Directions for this task: Pick every line from the data below that contains the string "leaf" and copy it.

Available data:
= Beginning of Section =

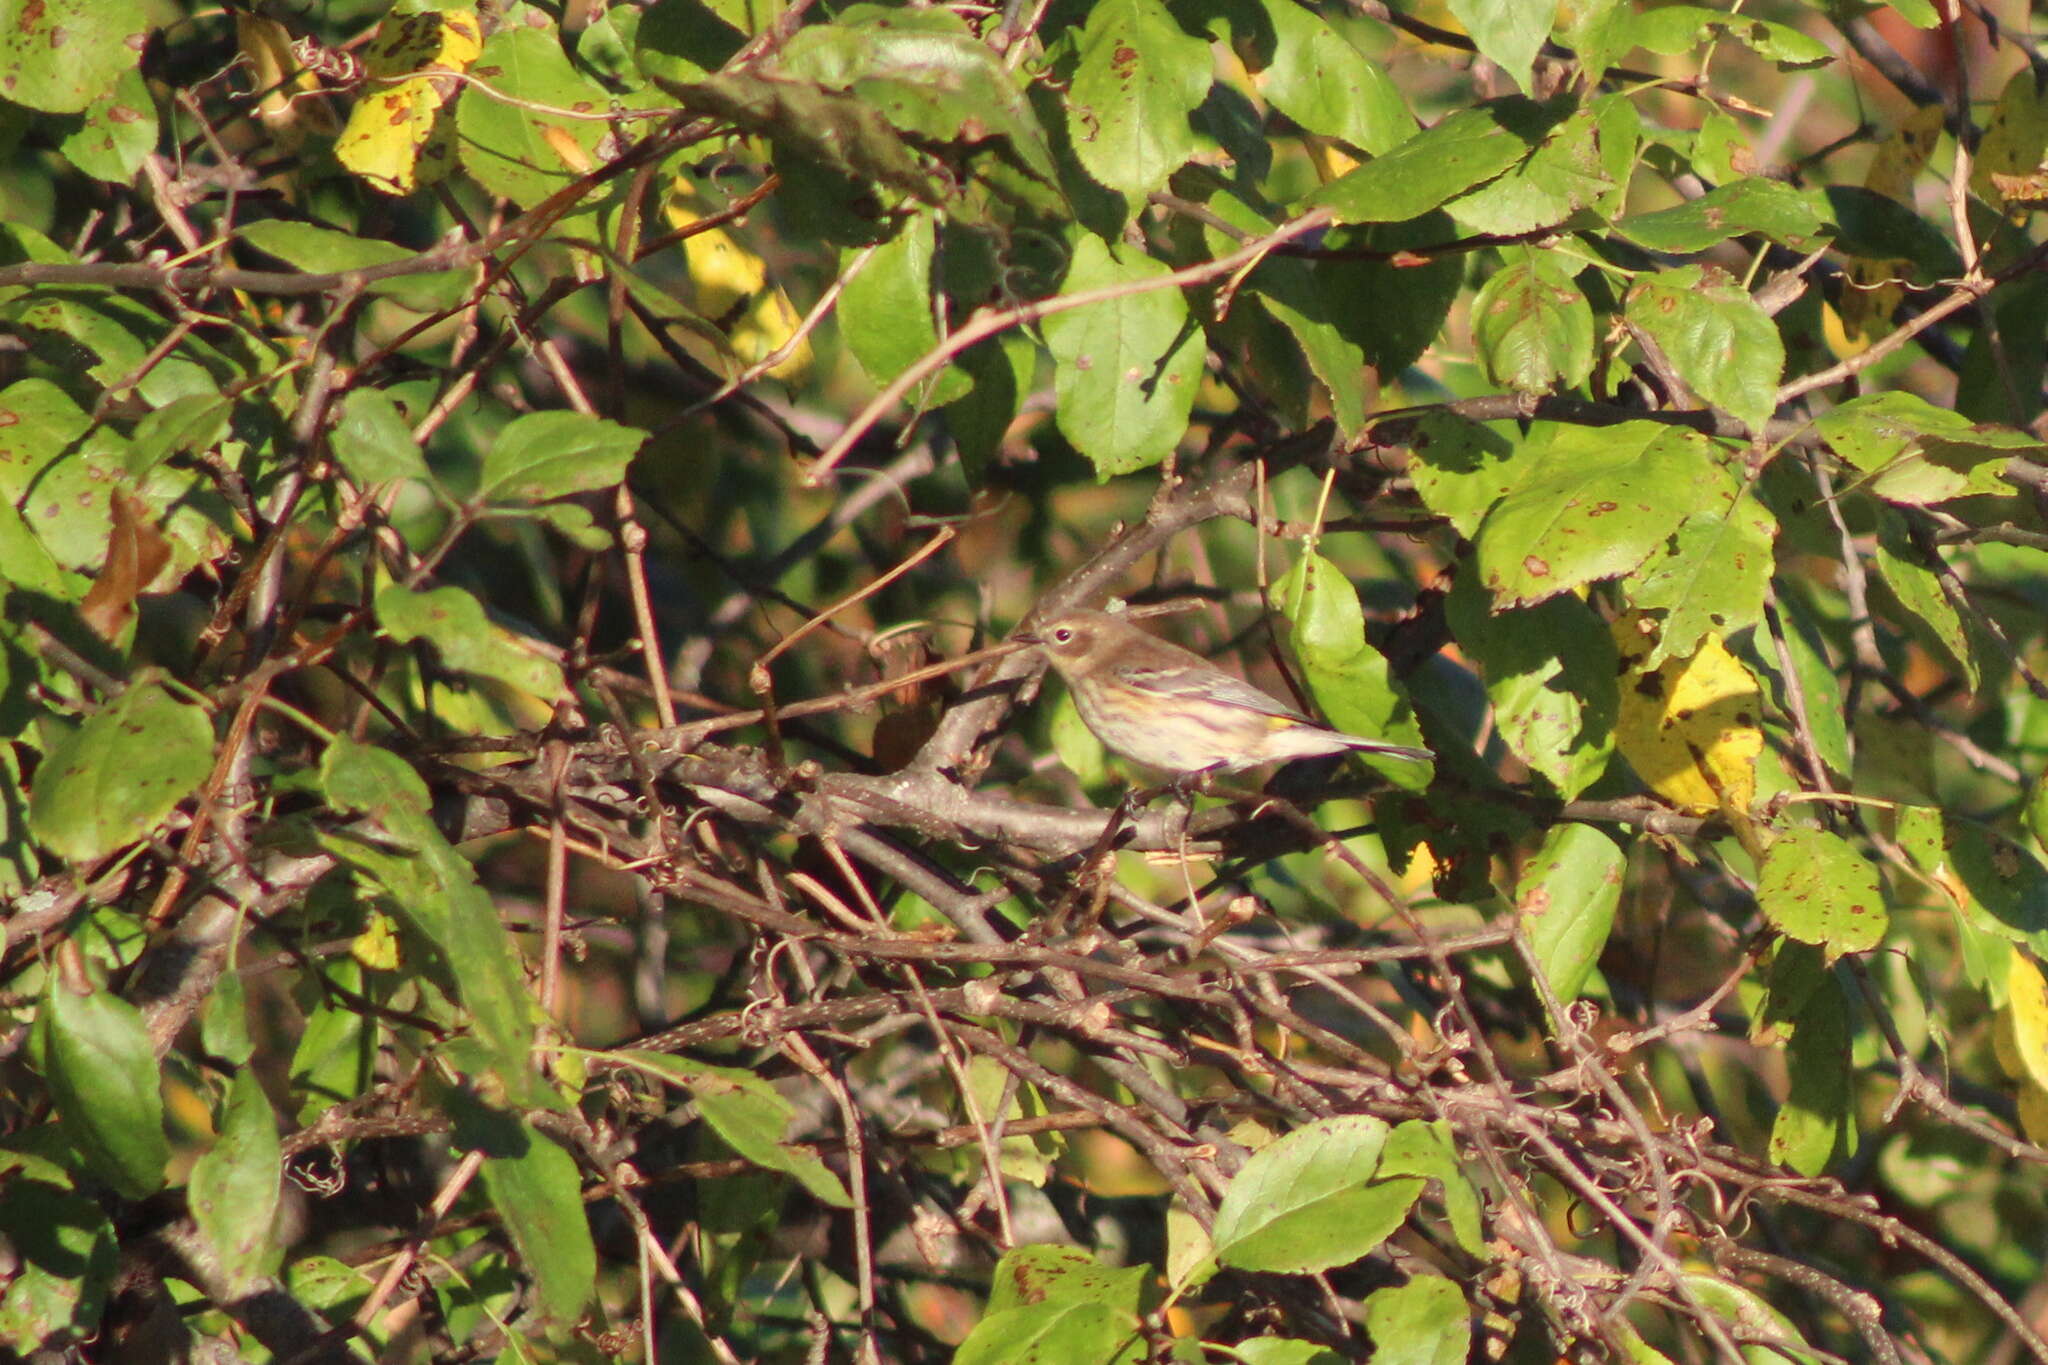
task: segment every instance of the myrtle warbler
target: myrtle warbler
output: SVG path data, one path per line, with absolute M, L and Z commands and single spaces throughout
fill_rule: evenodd
M 1099 611 L 1077 611 L 1016 637 L 1059 670 L 1095 737 L 1126 758 L 1182 777 L 1356 749 L 1434 758 L 1332 730 L 1232 677 L 1201 655 Z

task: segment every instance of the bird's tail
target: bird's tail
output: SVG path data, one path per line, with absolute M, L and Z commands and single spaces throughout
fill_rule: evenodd
M 1363 739 L 1357 735 L 1337 732 L 1337 738 L 1344 741 L 1344 747 L 1361 754 L 1376 754 L 1381 758 L 1405 758 L 1414 763 L 1434 762 L 1436 755 L 1428 749 L 1417 749 L 1406 744 L 1389 744 L 1383 739 Z

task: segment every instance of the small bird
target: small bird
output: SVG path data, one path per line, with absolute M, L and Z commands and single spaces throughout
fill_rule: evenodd
M 1436 757 L 1332 730 L 1107 612 L 1071 612 L 1016 638 L 1036 645 L 1066 679 L 1097 739 L 1182 779 L 1346 750 L 1418 763 Z

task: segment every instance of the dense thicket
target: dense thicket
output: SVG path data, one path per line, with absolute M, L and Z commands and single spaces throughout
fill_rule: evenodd
M 0 1351 L 2048 1359 L 2028 20 L 0 0 Z

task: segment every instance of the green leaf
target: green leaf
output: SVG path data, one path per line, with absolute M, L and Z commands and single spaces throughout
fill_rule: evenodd
M 1593 309 L 1568 271 L 1524 249 L 1472 301 L 1473 341 L 1494 383 L 1524 393 L 1577 388 L 1593 373 Z
M 1521 610 L 1490 605 L 1475 574 L 1458 574 L 1445 604 L 1451 634 L 1486 680 L 1501 741 L 1571 800 L 1614 754 L 1614 637 L 1574 596 Z
M 807 194 L 830 204 L 829 216 L 842 229 L 834 240 L 879 240 L 880 233 L 845 232 L 853 225 L 848 219 L 866 227 L 880 207 L 872 202 L 865 182 L 927 203 L 943 198 L 903 135 L 859 95 L 753 71 L 720 72 L 694 85 L 663 88 L 686 109 L 729 120 L 742 132 L 774 141 L 783 194 L 806 188 L 808 182 Z M 866 202 L 858 204 L 857 212 L 837 202 L 841 198 Z M 811 212 L 815 216 L 819 211 Z
M 1687 658 L 1705 636 L 1733 635 L 1763 619 L 1777 533 L 1777 518 L 1747 494 L 1679 523 L 1628 582 L 1630 605 L 1664 613 L 1646 665 Z
M 1062 294 L 1124 292 L 1045 320 L 1060 432 L 1099 478 L 1158 464 L 1187 431 L 1202 370 L 1201 330 L 1179 289 L 1144 287 L 1171 273 L 1135 248 L 1083 237 Z
M 1530 156 L 1498 179 L 1447 202 L 1444 212 L 1467 233 L 1507 237 L 1560 226 L 1615 188 L 1607 170 L 1603 135 L 1619 138 L 1626 167 L 1634 151 L 1632 126 L 1600 120 L 1582 109 L 1553 129 Z
M 570 63 L 551 29 L 506 24 L 485 40 L 470 74 L 490 89 L 472 85 L 456 101 L 456 141 L 463 169 L 492 194 L 530 209 L 606 159 L 599 150 L 603 120 L 531 107 L 585 115 L 612 107 L 605 88 Z M 551 137 L 573 142 L 585 164 L 571 166 Z
M 1828 657 L 1827 641 L 1813 613 L 1798 596 L 1779 594 L 1778 621 L 1783 628 L 1785 652 L 1792 656 L 1792 671 L 1798 675 L 1800 694 L 1806 701 L 1806 722 L 1813 735 L 1813 747 L 1832 771 L 1846 775 L 1850 771 L 1849 720 L 1842 714 L 1841 671 Z M 1778 710 L 1789 716 L 1792 697 L 1780 676 L 1777 648 L 1762 639 L 1758 645 L 1758 657 L 1769 672 Z
M 1059 168 L 1017 76 L 965 21 L 945 9 L 858 4 L 835 22 L 797 30 L 781 70 L 852 90 L 889 123 L 926 144 L 1001 146 L 1051 186 Z
M 1785 1043 L 1785 1072 L 1785 1102 L 1771 1123 L 1771 1160 L 1812 1176 L 1854 1156 L 1849 1009 L 1832 975 L 1815 983 L 1795 1016 Z
M 50 973 L 38 1022 L 57 1126 L 100 1179 L 129 1199 L 163 1188 L 162 1072 L 142 1011 L 112 991 L 76 995 Z
M 128 472 L 147 474 L 173 455 L 205 451 L 228 434 L 235 400 L 225 394 L 188 393 L 173 398 L 135 424 L 128 447 Z
M 954 1365 L 1143 1360 L 1138 1311 L 1151 1274 L 1105 1266 L 1077 1247 L 1014 1247 L 996 1263 L 987 1311 Z
M 1572 6 L 1557 30 L 1558 41 L 1578 56 L 1579 69 L 1598 84 L 1615 57 L 1628 50 L 1627 31 L 1634 18 L 1635 6 L 1629 0 L 1584 0 Z
M 1814 426 L 1835 454 L 1869 476 L 1872 492 L 1911 506 L 2007 492 L 1999 477 L 2007 460 L 2048 453 L 2031 433 L 1974 423 L 1910 393 L 1852 398 Z
M 1907 534 L 1905 520 L 1888 507 L 1878 515 L 1875 560 L 1878 577 L 1891 589 L 1909 624 L 1946 654 L 1969 689 L 1976 691 L 1981 675 L 1969 630 L 1942 592 L 1941 578 L 1927 563 L 1926 554 Z
M 1458 1149 L 1447 1120 L 1408 1119 L 1387 1135 L 1380 1150 L 1378 1176 L 1418 1175 L 1443 1187 L 1444 1212 L 1451 1236 L 1474 1256 L 1484 1257 L 1486 1233 L 1479 1216 L 1479 1191 L 1458 1163 Z
M 647 433 L 580 412 L 530 412 L 498 433 L 484 456 L 476 500 L 516 506 L 611 488 Z
M 1519 96 L 1459 109 L 1332 180 L 1299 207 L 1326 205 L 1340 223 L 1419 218 L 1527 157 L 1557 121 L 1545 106 Z
M 1666 57 L 1691 52 L 1725 34 L 1765 61 L 1776 62 L 1780 70 L 1821 66 L 1834 60 L 1826 44 L 1796 28 L 1702 5 L 1661 5 L 1638 11 L 1627 33 L 1635 46 Z
M 701 80 L 731 61 L 747 35 L 702 0 L 655 0 L 633 35 L 633 57 L 648 76 Z
M 988 1307 L 999 1313 L 1036 1303 L 1099 1303 L 1135 1316 L 1150 1278 L 1149 1267 L 1106 1266 L 1079 1247 L 1014 1247 L 996 1263 Z
M 363 968 L 353 958 L 329 968 L 334 984 L 360 993 Z M 363 1094 L 376 1075 L 378 1034 L 346 1002 L 323 1004 L 306 1016 L 306 1031 L 292 1049 L 286 1072 L 289 1093 L 298 1100 L 297 1118 L 308 1124 L 337 1104 Z
M 1910 837 L 1901 816 L 1899 842 L 1922 871 L 1968 893 L 1964 917 L 1975 927 L 2037 954 L 2048 950 L 2048 866 L 2023 844 L 1960 815 L 1923 817 L 1936 832 Z M 2000 989 L 2003 989 L 2001 986 Z
M 336 809 L 371 816 L 407 848 L 435 837 L 427 784 L 388 749 L 336 740 L 320 756 L 320 789 Z
M 1547 0 L 1450 0 L 1451 13 L 1472 35 L 1479 55 L 1501 69 L 1501 73 L 1524 93 L 1533 91 L 1529 76 L 1536 54 L 1550 36 L 1557 7 Z
M 1480 581 L 1512 606 L 1628 573 L 1726 479 L 1706 437 L 1656 422 L 1539 428 L 1515 472 L 1477 558 Z
M 0 0 L 0 90 L 16 104 L 75 114 L 142 57 L 141 0 Z
M 1740 1340 L 1758 1343 L 1750 1348 L 1745 1360 L 1820 1365 L 1827 1359 L 1806 1344 L 1789 1318 L 1754 1290 L 1719 1275 L 1698 1272 L 1681 1274 L 1679 1284 L 1687 1297 L 1705 1305 Z
M 1409 477 L 1423 505 L 1471 538 L 1493 505 L 1527 477 L 1534 448 L 1513 441 L 1496 427 L 1456 413 L 1425 412 L 1413 423 L 1407 444 L 1415 452 Z
M 278 1182 L 284 1177 L 277 1118 L 249 1068 L 229 1083 L 218 1127 L 220 1136 L 192 1165 L 189 1199 L 222 1276 L 241 1292 L 253 1285 L 272 1253 Z
M 1561 824 L 1522 869 L 1515 914 L 1560 1004 L 1578 999 L 1600 961 L 1627 867 L 1620 846 L 1602 831 Z
M 249 1036 L 249 995 L 240 972 L 222 972 L 200 1007 L 199 1045 L 233 1066 L 256 1054 L 256 1040 Z
M 95 180 L 126 184 L 156 150 L 156 131 L 156 101 L 141 69 L 130 67 L 112 89 L 93 96 L 57 149 Z
M 412 427 L 382 389 L 357 389 L 343 399 L 341 421 L 327 439 L 349 477 L 366 487 L 430 477 Z
M 1741 286 L 1696 265 L 1666 270 L 1636 282 L 1627 311 L 1695 394 L 1763 430 L 1776 411 L 1785 345 Z
M 1259 0 L 1259 8 L 1273 29 L 1259 93 L 1275 109 L 1373 156 L 1413 135 L 1415 115 L 1400 90 L 1328 20 L 1293 0 Z
M 521 1122 L 525 1150 L 484 1159 L 484 1192 L 533 1276 L 541 1312 L 558 1327 L 574 1326 L 596 1288 L 597 1247 L 583 1211 L 576 1162 Z
M 1375 1289 L 1365 1298 L 1373 1365 L 1462 1365 L 1472 1348 L 1465 1293 L 1441 1275 Z
M 784 1141 L 783 1134 L 796 1116 L 796 1109 L 759 1076 L 660 1052 L 623 1055 L 687 1088 L 696 1098 L 705 1122 L 727 1146 L 756 1166 L 795 1177 L 821 1203 L 837 1209 L 853 1207 L 846 1186 L 818 1159 L 816 1152 Z
M 1442 213 L 1409 222 L 1368 224 L 1332 231 L 1324 244 L 1338 256 L 1314 263 L 1320 316 L 1365 353 L 1366 364 L 1393 379 L 1421 359 L 1442 334 L 1451 305 L 1464 289 L 1464 262 L 1439 255 L 1425 264 L 1346 260 L 1348 249 L 1399 253 L 1425 250 L 1457 236 Z
M 1708 190 L 1675 208 L 1636 213 L 1614 225 L 1621 236 L 1649 251 L 1678 255 L 1705 251 L 1731 237 L 1751 233 L 1794 251 L 1815 251 L 1833 233 L 1824 198 L 1777 180 L 1749 176 Z
M 5 317 L 74 392 L 96 396 L 98 389 L 139 374 L 135 391 L 145 403 L 162 407 L 188 393 L 218 396 L 244 378 L 191 335 L 156 364 L 145 365 L 169 324 L 161 314 L 111 290 L 39 287 L 10 302 Z
M 1142 201 L 1200 149 L 1188 115 L 1211 79 L 1209 45 L 1159 0 L 1098 0 L 1067 92 L 1074 154 L 1098 182 Z
M 1909 262 L 1924 280 L 1961 273 L 1963 263 L 1948 234 L 1888 194 L 1861 185 L 1826 185 L 1835 250 L 1867 260 Z
M 1773 928 L 1817 944 L 1832 962 L 1884 941 L 1889 917 L 1877 869 L 1839 834 L 1780 831 L 1764 854 L 1757 904 Z
M 1682 143 L 1684 139 L 1678 141 Z M 1691 157 L 1694 172 L 1716 186 L 1747 179 L 1749 169 L 1756 165 L 1756 149 L 1750 145 L 1748 132 L 1733 115 L 1721 109 L 1700 120 L 1699 131 L 1692 138 Z M 1789 188 L 1774 180 L 1761 183 Z M 1815 196 L 1811 202 L 1818 208 L 1822 201 Z
M 1336 565 L 1304 553 L 1280 581 L 1274 601 L 1293 627 L 1294 656 L 1316 705 L 1346 734 L 1420 745 L 1408 697 L 1387 671 L 1387 660 L 1366 643 L 1358 592 Z M 1360 754 L 1398 787 L 1421 791 L 1435 767 L 1408 759 Z
M 1021 332 L 1005 332 L 962 352 L 953 366 L 974 387 L 946 404 L 946 429 L 970 481 L 978 485 L 989 461 L 1001 453 L 1010 424 L 1024 410 L 1038 369 L 1038 347 Z
M 59 602 L 76 602 L 90 587 L 57 563 L 13 503 L 0 500 L 0 584 L 9 583 Z
M 458 672 L 494 678 L 546 701 L 561 694 L 561 667 L 491 624 L 483 603 L 467 588 L 413 592 L 393 583 L 377 594 L 377 622 L 400 643 L 428 641 L 441 661 Z
M 1135 1365 L 1150 1354 L 1138 1321 L 1101 1303 L 1039 1303 L 986 1315 L 953 1353 L 953 1365 L 1087 1361 Z
M 375 817 L 406 851 L 387 852 L 355 832 L 323 834 L 323 847 L 374 878 L 390 907 L 417 936 L 444 990 L 468 1009 L 498 1079 L 522 1103 L 544 1103 L 527 1058 L 536 1006 L 519 950 L 477 885 L 476 870 L 429 818 L 426 784 L 396 754 L 337 736 L 320 760 L 321 790 L 342 810 Z
M 839 295 L 839 332 L 861 368 L 887 384 L 939 345 L 932 312 L 932 254 L 937 228 L 930 214 L 913 214 Z M 842 267 L 847 263 L 842 259 Z M 925 381 L 920 406 L 937 407 L 963 396 L 973 381 L 951 366 Z
M 213 724 L 155 683 L 131 687 L 43 760 L 30 831 L 59 857 L 103 857 L 155 829 L 213 771 Z
M 51 1163 L 4 1153 L 0 1172 L 0 1242 L 14 1259 L 0 1345 L 30 1360 L 98 1336 L 119 1264 L 113 1225 Z
M 1373 1179 L 1387 1132 L 1369 1114 L 1345 1114 L 1261 1147 L 1217 1207 L 1216 1259 L 1239 1270 L 1313 1274 L 1371 1252 L 1422 1193 L 1417 1177 Z
M 1307 11 L 1299 10 L 1306 14 Z M 1228 190 L 1218 190 L 1209 208 L 1232 227 L 1252 235 L 1271 232 L 1275 224 Z M 1221 256 L 1237 246 L 1226 234 L 1210 229 L 1204 241 L 1211 252 Z M 1243 300 L 1256 299 L 1275 321 L 1294 338 L 1296 346 L 1330 395 L 1330 415 L 1337 429 L 1349 437 L 1365 422 L 1365 351 L 1347 336 L 1340 325 L 1345 301 L 1332 297 L 1317 279 L 1315 267 L 1307 261 L 1286 256 L 1268 256 L 1258 264 L 1238 294 L 1238 307 L 1230 320 L 1242 315 Z M 1268 387 L 1277 387 L 1267 381 Z
M 106 562 L 109 489 L 127 467 L 121 438 L 55 384 L 24 379 L 0 390 L 0 496 L 58 564 L 95 572 Z
M 357 237 L 313 223 L 293 223 L 278 218 L 259 218 L 253 223 L 246 223 L 237 237 L 266 256 L 275 256 L 312 275 L 367 270 L 373 265 L 408 261 L 419 255 L 412 248 L 402 247 L 396 242 L 380 242 L 374 237 Z M 469 276 L 464 271 L 422 270 L 416 274 L 374 280 L 367 290 L 415 312 L 439 313 L 461 303 L 469 283 Z
M 1344 1365 L 1344 1357 L 1329 1347 L 1294 1337 L 1260 1337 L 1230 1349 L 1244 1365 Z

= End of Section =

Written reply:
task: segment every instance of the green leaf
target: green leaf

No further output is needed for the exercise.